**Görev koşulları:** Aşağıdaki (a), (b) ve (c) ifadelerinin yaş meyve sebze ihracatıyla ilgili metne uyup uymadığını evet ya da hayır diye belirtin ve her birinde karara esas olan metin sözlerini birebir alıntılayın. (a) Avrupa Birliği, geçen yılki sektör ihracatında yüzde 30'luk payı oluşturuyor. (b) Sektörün geçen yılki ihracatı 3 milyar dolar oldu. (c) Avrupa Yeşil Mutabakatı'nın temel bileşenleri arasında tarladan sofraya gıda sistemleri yer alıyor.

**Metin bölümü:**
╔══
Başkan Nejdat Sin, Covid-19 pandemisi sonrası kurgulanan yeni dünya düzeninde tüm ekonomiler için tarım ve gıda sektöründe elde edilen ürünlerin sağlıklı, güvenilir, izlenebilir, verimli ve sürekli kılınmasının temel hedef olduğunu, Avrupa Birliği’nin ilan ettiği Avrupa Yeşil Mutabakatı kriterlerinin de Türkiye’nin yaş meyve sebze ihracatındaki yükselişinin devamlılığı için kritik önem taşıdığını belirtti.
Başkan Sin, “Geçen yılki 2,73 milyar dolarlık sektör ihracatımızda 811,2 milyon dolar değer ve yüzde 30’luk payı oluşturan Avrupa Birliği, tasarladığı yeşil dönüşümde tarım sektörünü odak noktada konumlandırıyor. Avrupa Yeşil Mutabakatı’nın temel bileşenleri arasında tarladan sofraya adil, sağlıklı çevre dostu gıda sistemleri yer alıyor. Türk tarım sektörü olarak bizim de gıda güvenliği ve karbon ayak izini azaltma konularında görevimizi eksiksiz yerine getirmemiz gerekiyor.” dedi.
╚══
[Bölge işaretleme verileri]
╔══
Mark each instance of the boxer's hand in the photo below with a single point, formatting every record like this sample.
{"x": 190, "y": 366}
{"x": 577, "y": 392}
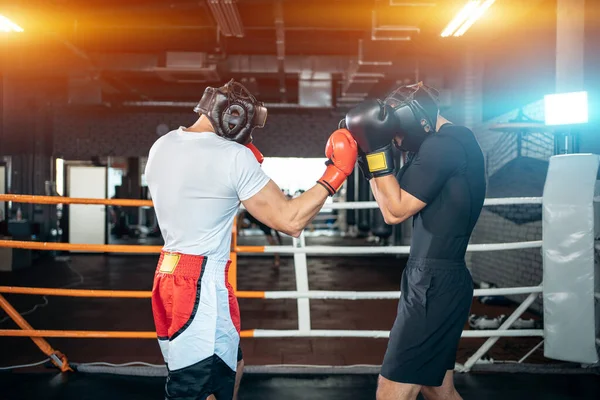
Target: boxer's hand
{"x": 373, "y": 125}
{"x": 259, "y": 157}
{"x": 341, "y": 151}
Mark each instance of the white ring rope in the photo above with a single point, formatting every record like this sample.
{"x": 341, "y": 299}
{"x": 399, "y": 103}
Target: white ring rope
{"x": 264, "y": 333}
{"x": 362, "y": 205}
{"x": 395, "y": 295}
{"x": 357, "y": 250}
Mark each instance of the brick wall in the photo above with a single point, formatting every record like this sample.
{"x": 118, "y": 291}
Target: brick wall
{"x": 83, "y": 133}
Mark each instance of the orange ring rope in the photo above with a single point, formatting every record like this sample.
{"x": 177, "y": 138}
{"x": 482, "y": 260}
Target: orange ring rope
{"x": 250, "y": 249}
{"x": 129, "y": 294}
{"x": 102, "y": 248}
{"x": 21, "y": 198}
{"x": 38, "y": 333}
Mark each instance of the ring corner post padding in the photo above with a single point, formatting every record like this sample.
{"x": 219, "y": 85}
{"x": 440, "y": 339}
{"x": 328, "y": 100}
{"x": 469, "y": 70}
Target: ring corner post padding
{"x": 568, "y": 255}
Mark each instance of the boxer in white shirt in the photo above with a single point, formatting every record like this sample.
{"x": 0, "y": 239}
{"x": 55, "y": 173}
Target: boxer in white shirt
{"x": 198, "y": 177}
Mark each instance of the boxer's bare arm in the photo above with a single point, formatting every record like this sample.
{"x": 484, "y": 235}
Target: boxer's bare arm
{"x": 290, "y": 216}
{"x": 396, "y": 204}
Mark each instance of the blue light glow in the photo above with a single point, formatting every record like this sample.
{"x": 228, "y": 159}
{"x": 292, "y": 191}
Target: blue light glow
{"x": 566, "y": 108}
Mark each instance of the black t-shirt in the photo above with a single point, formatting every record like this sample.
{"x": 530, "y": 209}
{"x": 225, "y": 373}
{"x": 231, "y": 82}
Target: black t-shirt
{"x": 448, "y": 174}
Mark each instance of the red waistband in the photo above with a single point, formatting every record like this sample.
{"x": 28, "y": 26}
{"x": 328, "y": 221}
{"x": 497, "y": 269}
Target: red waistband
{"x": 180, "y": 264}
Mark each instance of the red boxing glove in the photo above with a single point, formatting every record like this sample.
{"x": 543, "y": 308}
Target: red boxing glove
{"x": 259, "y": 157}
{"x": 341, "y": 150}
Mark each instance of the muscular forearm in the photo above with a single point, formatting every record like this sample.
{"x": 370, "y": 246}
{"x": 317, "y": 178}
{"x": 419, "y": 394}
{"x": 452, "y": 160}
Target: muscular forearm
{"x": 388, "y": 195}
{"x": 305, "y": 207}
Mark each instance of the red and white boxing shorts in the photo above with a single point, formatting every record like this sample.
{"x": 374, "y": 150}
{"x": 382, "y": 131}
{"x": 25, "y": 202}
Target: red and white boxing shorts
{"x": 197, "y": 321}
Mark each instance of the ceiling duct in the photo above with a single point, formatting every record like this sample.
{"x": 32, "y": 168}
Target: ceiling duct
{"x": 227, "y": 17}
{"x": 361, "y": 76}
{"x": 391, "y": 32}
{"x": 188, "y": 67}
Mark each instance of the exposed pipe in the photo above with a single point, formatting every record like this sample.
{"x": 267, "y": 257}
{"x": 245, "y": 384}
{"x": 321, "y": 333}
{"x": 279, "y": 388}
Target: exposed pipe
{"x": 231, "y": 13}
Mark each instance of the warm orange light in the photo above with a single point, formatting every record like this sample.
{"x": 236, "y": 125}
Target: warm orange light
{"x": 466, "y": 17}
{"x": 6, "y": 25}
{"x": 474, "y": 17}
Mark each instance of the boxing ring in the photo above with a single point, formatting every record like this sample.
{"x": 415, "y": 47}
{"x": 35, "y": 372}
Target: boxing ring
{"x": 303, "y": 294}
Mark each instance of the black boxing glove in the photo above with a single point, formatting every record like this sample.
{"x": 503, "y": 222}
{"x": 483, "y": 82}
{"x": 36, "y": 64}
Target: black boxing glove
{"x": 374, "y": 125}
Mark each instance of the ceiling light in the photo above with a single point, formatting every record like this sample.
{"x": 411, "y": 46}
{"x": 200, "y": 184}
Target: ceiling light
{"x": 466, "y": 17}
{"x": 460, "y": 18}
{"x": 474, "y": 17}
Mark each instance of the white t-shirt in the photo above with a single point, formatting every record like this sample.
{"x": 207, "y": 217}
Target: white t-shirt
{"x": 197, "y": 181}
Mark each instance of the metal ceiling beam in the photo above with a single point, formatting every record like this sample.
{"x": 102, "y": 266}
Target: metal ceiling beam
{"x": 280, "y": 43}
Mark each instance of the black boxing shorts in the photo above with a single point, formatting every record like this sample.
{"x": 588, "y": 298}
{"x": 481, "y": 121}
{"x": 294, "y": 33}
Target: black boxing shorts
{"x": 435, "y": 300}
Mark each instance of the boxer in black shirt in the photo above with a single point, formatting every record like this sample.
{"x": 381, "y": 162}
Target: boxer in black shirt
{"x": 442, "y": 187}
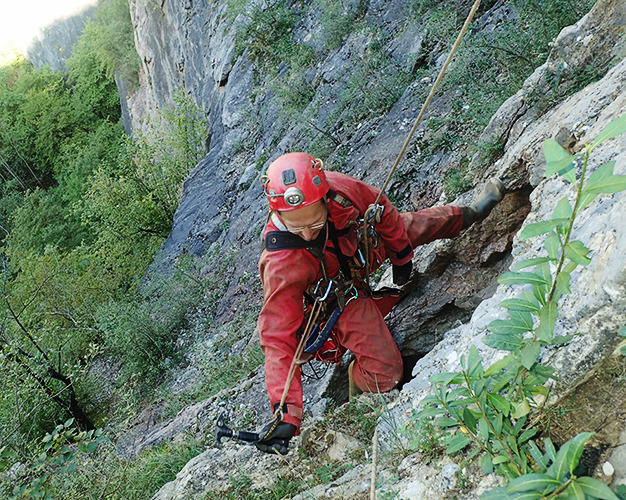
╚══
**Görevin cevabı:**
(a) Evet: "811,2 milyon dolar değer ve yüzde 30’luk payı oluşturan Avrupa Birliği"
(b) Hayır: "Geçen yılki 2,73 milyar dolarlık sektör ihracatımızda"
(c) Evet: "Avrupa Yeşil Mutabakatı’nın temel bileşenleri arasında tarladan sofraya adil, sağlıklı çevre dostu gıda sistemleri yer alıyor."